▶ GIVEN ENTRIES
★ ★ ★

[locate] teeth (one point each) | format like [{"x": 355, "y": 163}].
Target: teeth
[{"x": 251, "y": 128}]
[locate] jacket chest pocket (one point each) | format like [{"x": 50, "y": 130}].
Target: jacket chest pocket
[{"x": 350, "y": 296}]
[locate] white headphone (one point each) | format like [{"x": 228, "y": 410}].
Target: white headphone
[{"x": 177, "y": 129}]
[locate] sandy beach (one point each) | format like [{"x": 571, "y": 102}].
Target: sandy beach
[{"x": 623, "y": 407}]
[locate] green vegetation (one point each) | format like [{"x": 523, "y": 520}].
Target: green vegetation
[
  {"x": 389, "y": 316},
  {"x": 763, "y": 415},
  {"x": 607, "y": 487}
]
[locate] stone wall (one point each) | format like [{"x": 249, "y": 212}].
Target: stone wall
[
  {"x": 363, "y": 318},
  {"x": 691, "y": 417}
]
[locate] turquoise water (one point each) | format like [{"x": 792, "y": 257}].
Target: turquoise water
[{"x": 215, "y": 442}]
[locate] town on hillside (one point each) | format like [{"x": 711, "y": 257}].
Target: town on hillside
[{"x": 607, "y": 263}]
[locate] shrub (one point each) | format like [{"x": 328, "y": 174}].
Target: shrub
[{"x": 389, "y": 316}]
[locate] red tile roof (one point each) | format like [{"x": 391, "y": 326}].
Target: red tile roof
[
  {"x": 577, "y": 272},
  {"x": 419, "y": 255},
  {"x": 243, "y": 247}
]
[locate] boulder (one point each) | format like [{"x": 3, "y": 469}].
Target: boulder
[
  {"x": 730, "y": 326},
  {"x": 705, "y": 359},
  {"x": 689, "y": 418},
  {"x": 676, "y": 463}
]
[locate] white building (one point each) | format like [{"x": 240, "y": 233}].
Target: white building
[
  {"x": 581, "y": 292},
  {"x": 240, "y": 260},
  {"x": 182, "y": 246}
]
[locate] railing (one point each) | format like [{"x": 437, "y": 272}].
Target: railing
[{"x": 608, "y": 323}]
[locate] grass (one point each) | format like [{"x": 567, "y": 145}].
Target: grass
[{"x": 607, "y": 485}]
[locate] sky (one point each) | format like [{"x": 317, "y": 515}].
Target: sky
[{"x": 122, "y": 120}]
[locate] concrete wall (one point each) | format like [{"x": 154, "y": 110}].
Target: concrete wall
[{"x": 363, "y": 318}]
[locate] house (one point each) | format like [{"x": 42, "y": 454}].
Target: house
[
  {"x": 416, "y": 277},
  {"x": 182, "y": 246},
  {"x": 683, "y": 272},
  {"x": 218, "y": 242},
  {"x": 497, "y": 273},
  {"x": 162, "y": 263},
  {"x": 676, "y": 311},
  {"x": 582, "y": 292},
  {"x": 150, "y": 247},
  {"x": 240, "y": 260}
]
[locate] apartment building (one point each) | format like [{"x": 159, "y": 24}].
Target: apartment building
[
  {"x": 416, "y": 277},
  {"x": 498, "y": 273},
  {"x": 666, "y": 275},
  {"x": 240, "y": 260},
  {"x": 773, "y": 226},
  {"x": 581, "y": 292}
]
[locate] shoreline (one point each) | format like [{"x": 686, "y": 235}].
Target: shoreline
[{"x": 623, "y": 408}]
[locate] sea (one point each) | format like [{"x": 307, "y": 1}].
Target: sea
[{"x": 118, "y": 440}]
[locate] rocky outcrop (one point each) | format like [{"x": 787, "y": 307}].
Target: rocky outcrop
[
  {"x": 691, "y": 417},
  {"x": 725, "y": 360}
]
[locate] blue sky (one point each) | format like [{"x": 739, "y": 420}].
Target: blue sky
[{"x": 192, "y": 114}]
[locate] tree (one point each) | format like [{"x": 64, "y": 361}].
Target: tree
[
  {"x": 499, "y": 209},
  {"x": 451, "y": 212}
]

★ ★ ★

▶ YOUR GOAL
A precise copy of all the records is needed.

▶ RESPONSE
[locate] teeth (one point each) | format like [{"x": 355, "y": 163}].
Target: teeth
[{"x": 251, "y": 128}]
[locate] jacket chest pocket (one point each) | format like [{"x": 50, "y": 130}].
Target: jacket chest pocket
[{"x": 350, "y": 296}]
[locate] white headphone (one point each) | format like [{"x": 228, "y": 410}].
Target: white headphone
[{"x": 177, "y": 129}]
[locate] sandy beach (one point each) | format like [{"x": 571, "y": 102}].
Target: sandy beach
[{"x": 623, "y": 407}]
[locate] green vegetation (one point each) | format like [{"x": 523, "y": 520}].
Target: green vegetation
[
  {"x": 389, "y": 316},
  {"x": 763, "y": 415},
  {"x": 607, "y": 487}
]
[locate] stone wall (one point each) | format like [{"x": 249, "y": 212}].
Target: stone wall
[
  {"x": 363, "y": 318},
  {"x": 691, "y": 417}
]
[locate] turquoise water (one point each) | format like [{"x": 792, "y": 257}].
Target: turquoise water
[{"x": 215, "y": 442}]
[locate] town on hillside (one point each) | format like [{"x": 711, "y": 257}].
Target: town on hillside
[{"x": 607, "y": 263}]
[locate] shrub (one point each) | format like [{"x": 328, "y": 174}].
Target: shrub
[{"x": 389, "y": 316}]
[locate] red tile roof (one point each) | format like [{"x": 391, "y": 326}].
Target: red tile roof
[
  {"x": 577, "y": 272},
  {"x": 419, "y": 255},
  {"x": 243, "y": 247}
]
[locate] boulder (one point each) | format like [{"x": 3, "y": 469}].
Target: boulder
[
  {"x": 730, "y": 326},
  {"x": 705, "y": 359},
  {"x": 689, "y": 418},
  {"x": 676, "y": 463}
]
[locate] white building (one point each) | format like [{"x": 240, "y": 233}].
Target: white building
[
  {"x": 581, "y": 292},
  {"x": 240, "y": 260},
  {"x": 182, "y": 246}
]
[locate] railing (one point each) | format like [{"x": 437, "y": 272}].
Target: railing
[{"x": 608, "y": 323}]
[locate] grass (one point each) | format like [{"x": 567, "y": 145}].
Target: grass
[{"x": 607, "y": 485}]
[locate] sky (one point each) | format like [{"x": 317, "y": 515}].
Target: sky
[{"x": 122, "y": 120}]
[locate] concrete wall (one point each) | format like [{"x": 154, "y": 110}].
Target: concrete wall
[{"x": 363, "y": 318}]
[locate] house (one point each) | format like [{"x": 42, "y": 454}].
Target: house
[
  {"x": 416, "y": 277},
  {"x": 182, "y": 246},
  {"x": 683, "y": 272},
  {"x": 218, "y": 242},
  {"x": 497, "y": 273},
  {"x": 162, "y": 263},
  {"x": 676, "y": 311},
  {"x": 582, "y": 292},
  {"x": 150, "y": 247},
  {"x": 240, "y": 260}
]
[locate] apartment building (one point each) | format like [{"x": 159, "y": 24}].
Target: apartment building
[
  {"x": 416, "y": 277},
  {"x": 498, "y": 273},
  {"x": 666, "y": 275},
  {"x": 240, "y": 260},
  {"x": 773, "y": 226},
  {"x": 581, "y": 292}
]
[locate] shoreline (one point each) | format like [{"x": 686, "y": 235}].
Target: shoreline
[{"x": 623, "y": 408}]
[locate] sea (one point each) | format like [{"x": 307, "y": 1}].
Target: sea
[{"x": 118, "y": 440}]
[locate] rocky outcrop (one point each) | format like [{"x": 787, "y": 307}].
Target: rocky outcrop
[
  {"x": 691, "y": 417},
  {"x": 725, "y": 360}
]
[locate] blue sky (one point each) | format like [{"x": 739, "y": 420}].
Target: blue sky
[{"x": 192, "y": 114}]
[locate] tree (one point each) | format like [{"x": 64, "y": 361}].
Target: tree
[
  {"x": 499, "y": 209},
  {"x": 451, "y": 212}
]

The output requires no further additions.